> **Request**
Give back only the lines from the one with "the deer's hind" through the last line of the data, exactly as they appear.

> **Dataset**
## begin
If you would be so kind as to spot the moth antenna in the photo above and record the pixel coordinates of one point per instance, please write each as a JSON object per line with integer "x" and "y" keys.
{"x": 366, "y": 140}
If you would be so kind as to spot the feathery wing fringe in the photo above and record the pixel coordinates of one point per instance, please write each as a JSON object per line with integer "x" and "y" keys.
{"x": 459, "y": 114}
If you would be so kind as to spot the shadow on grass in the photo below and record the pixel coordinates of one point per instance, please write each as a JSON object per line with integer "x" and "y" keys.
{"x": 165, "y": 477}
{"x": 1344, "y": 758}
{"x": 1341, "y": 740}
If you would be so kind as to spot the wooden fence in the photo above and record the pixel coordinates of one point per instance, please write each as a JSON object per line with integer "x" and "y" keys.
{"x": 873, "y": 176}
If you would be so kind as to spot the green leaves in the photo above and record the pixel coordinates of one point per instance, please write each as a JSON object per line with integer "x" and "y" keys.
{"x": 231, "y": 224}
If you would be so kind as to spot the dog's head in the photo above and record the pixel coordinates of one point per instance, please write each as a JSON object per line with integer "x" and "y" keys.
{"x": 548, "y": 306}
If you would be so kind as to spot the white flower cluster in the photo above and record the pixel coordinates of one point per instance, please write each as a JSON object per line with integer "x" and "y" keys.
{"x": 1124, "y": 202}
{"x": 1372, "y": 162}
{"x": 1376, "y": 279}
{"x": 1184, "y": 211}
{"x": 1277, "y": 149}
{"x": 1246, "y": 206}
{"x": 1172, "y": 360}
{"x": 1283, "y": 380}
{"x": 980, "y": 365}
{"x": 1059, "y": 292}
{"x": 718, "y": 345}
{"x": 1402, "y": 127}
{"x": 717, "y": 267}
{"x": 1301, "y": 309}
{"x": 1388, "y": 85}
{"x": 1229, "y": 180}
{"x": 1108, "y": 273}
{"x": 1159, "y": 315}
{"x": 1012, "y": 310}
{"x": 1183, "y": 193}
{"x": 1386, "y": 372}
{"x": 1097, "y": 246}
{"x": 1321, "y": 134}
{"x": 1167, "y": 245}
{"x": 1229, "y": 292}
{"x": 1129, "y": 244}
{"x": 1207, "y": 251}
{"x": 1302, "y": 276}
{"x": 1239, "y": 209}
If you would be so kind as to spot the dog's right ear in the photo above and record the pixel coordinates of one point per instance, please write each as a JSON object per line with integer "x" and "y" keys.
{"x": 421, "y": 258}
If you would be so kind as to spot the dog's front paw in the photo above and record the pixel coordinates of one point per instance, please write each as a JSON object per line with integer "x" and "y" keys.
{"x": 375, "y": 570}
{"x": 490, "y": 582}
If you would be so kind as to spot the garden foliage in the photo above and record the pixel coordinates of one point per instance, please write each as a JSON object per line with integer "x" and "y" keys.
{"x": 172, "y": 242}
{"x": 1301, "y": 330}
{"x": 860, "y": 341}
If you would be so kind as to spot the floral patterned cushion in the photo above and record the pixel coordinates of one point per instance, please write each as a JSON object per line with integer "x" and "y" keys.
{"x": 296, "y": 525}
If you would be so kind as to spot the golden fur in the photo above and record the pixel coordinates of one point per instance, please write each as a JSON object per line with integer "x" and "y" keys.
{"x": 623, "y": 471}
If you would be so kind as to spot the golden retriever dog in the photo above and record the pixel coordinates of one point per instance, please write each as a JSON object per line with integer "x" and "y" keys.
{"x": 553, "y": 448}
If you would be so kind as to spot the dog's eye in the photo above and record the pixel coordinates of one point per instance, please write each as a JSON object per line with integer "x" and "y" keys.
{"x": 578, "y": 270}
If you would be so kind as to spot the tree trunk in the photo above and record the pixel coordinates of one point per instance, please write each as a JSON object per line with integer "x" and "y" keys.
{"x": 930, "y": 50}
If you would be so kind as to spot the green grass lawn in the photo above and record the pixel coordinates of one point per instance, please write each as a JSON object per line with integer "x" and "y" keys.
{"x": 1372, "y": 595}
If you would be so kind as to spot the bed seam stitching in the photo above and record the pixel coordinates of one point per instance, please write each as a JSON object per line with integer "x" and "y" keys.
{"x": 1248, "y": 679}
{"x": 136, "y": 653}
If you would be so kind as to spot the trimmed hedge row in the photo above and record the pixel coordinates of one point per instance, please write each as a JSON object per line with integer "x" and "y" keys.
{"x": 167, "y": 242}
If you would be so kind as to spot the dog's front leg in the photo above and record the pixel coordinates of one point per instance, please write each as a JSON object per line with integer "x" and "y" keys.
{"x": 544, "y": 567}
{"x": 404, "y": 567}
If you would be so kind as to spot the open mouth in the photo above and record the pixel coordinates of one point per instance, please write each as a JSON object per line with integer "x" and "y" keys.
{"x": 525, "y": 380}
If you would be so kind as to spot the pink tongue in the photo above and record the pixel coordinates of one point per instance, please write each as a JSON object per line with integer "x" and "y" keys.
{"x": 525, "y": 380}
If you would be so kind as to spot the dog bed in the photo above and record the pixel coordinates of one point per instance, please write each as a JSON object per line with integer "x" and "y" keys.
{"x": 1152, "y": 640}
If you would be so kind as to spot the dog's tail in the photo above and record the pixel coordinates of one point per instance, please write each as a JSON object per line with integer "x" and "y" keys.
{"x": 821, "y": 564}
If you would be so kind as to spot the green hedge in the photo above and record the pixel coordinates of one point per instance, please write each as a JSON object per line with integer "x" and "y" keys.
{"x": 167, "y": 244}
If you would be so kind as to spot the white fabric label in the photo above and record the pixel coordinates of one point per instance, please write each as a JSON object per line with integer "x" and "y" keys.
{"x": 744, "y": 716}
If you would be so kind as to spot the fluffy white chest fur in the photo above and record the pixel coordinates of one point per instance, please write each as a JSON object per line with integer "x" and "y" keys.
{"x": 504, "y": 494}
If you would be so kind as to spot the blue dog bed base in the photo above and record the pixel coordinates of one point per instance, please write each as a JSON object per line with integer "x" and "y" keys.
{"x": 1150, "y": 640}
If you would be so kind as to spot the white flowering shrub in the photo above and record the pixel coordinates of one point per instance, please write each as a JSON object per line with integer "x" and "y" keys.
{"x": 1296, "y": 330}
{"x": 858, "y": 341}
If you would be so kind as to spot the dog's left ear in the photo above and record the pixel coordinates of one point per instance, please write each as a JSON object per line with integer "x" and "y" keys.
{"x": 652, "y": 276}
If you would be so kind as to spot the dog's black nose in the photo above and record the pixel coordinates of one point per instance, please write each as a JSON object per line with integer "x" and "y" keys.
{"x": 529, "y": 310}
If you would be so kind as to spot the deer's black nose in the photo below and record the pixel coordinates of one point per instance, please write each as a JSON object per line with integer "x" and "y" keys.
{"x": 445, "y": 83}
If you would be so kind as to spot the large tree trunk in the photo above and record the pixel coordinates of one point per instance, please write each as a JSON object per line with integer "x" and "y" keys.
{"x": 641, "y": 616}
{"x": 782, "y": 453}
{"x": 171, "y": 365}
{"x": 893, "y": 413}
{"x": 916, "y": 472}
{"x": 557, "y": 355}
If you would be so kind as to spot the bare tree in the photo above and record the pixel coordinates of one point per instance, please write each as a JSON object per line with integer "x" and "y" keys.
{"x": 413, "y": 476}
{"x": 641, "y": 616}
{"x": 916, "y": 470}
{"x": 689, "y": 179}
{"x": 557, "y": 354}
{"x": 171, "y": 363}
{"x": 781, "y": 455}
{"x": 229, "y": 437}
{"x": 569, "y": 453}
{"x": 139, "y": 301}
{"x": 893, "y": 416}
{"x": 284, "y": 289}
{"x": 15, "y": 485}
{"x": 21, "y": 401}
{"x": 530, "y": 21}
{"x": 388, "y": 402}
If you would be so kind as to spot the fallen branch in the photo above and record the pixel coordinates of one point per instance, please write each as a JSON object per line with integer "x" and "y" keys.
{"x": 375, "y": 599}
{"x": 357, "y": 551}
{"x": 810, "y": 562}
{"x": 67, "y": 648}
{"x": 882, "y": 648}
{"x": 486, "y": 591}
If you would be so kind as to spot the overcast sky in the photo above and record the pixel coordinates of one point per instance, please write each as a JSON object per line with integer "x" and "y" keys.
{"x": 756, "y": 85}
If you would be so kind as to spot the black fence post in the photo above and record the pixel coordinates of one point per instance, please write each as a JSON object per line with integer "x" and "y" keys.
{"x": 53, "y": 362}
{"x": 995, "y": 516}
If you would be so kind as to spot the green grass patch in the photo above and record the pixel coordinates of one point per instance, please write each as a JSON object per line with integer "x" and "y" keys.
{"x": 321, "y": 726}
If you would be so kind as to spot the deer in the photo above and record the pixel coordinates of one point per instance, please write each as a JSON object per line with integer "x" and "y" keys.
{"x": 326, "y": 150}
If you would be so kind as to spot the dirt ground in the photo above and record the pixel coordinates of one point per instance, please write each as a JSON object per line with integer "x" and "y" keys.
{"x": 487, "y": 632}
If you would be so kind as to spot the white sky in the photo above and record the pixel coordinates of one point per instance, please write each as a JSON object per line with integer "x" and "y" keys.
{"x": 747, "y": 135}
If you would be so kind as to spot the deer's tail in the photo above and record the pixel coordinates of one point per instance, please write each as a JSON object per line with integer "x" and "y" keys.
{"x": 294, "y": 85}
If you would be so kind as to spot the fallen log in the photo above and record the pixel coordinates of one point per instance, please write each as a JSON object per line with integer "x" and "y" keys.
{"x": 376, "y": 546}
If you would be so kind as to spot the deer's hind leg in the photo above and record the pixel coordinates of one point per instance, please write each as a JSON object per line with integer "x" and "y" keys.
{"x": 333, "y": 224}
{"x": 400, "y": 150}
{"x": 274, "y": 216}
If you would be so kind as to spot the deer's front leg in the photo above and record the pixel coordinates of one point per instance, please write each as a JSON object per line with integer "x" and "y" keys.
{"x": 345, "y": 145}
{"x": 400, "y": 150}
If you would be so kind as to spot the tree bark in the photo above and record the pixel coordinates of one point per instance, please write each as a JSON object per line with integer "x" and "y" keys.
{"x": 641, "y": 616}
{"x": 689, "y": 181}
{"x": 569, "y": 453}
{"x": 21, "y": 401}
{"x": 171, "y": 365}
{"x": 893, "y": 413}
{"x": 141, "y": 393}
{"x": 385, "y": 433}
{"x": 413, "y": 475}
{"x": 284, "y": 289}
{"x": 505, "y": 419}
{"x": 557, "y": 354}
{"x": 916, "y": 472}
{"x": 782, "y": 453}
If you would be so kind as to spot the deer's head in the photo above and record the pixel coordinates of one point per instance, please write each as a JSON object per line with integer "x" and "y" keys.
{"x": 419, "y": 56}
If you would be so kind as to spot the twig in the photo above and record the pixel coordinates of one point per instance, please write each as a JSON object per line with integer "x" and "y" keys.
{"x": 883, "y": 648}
## end
> **Worked answer**
If you would be so kind as to spot the deer's hind leg in the photo above and record the pixel coordinates of one point per instance, please write each as a JSON object per line with integer "x" and "y" keys.
{"x": 333, "y": 224}
{"x": 400, "y": 150}
{"x": 274, "y": 216}
If you would be so kind as to spot the deer's front leg in the photo above and record the pixel coordinates of one point per instance, please write each as a JSON object per line with integer "x" and "y" keys.
{"x": 345, "y": 145}
{"x": 400, "y": 150}
If you would be so kind as to spot the tree bark in the photo above and record the pixel coordinates of one point per instance, please write each as a JSON object per line with integer "x" and "y" keys.
{"x": 641, "y": 616}
{"x": 689, "y": 181}
{"x": 569, "y": 453}
{"x": 21, "y": 401}
{"x": 171, "y": 365}
{"x": 893, "y": 413}
{"x": 141, "y": 393}
{"x": 385, "y": 433}
{"x": 413, "y": 475}
{"x": 284, "y": 289}
{"x": 505, "y": 419}
{"x": 557, "y": 354}
{"x": 916, "y": 472}
{"x": 782, "y": 453}
If you would be so kind as to spot the deer's head in the photo above and record the pixel coordinates of one point per instance, please write each as a JSON object per line with integer "x" and "y" keys.
{"x": 419, "y": 56}
If you would be so kind as to spot the twig in the photo above and record the pixel coordinates of one point per instance, please write each as a JSON object per line with integer "x" and "y" keys.
{"x": 883, "y": 648}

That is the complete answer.